>> BEGIN DOCUMENT SEGMENT

Save the conditional search logic to W&B as an artifact.

In [7]:
ARTIFACT_FILENAME = "optuna_diabetes_prediction.py"
ARTIFACT_NAME = "optuna-config-diabetes-prediction"

"""write function to its own file"""
function_lines = inspect.getsource(objective)
with open(ARTIFACT_FILENAME, 'w') as f:
    f.write(function_lines)

"""create and log artifact to wandb"""
run = wandb.init(project=PROJECT)
artifact = run.log_artifact(ARTIFACT_FILENAME, name=ARTIFACT_NAME, type='optuna')
run.finish()

>> END DOCUMENT SEGMENT
>> BEGIN LISTING

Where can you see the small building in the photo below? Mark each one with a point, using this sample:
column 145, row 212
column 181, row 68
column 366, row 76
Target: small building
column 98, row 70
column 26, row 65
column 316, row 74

>> END LISTING

→ PROBLEMS TO SOLVE:
• A. In the W&B artifact snippet, what value does the code pass as the type when it logs the artifact?
• B. Repeat part of the W&B artifact snippet word for word, beginning at the words "Save the conditional" and stopping after the words "function_lines = inspect.getsource(objective)".

→ ANSWER SET:
• A. The type is 'optuna'.

• B.
Save the conditional search logic to W&B as an artifact.

In [7]:
ARTIFACT_FILENAME = "optuna_diabetes_prediction.py"
ARTIFACT_NAME = "optuna-config-diabetes-prediction"

"""write function to its own file"""
function_lines = inspect.getsource(objective)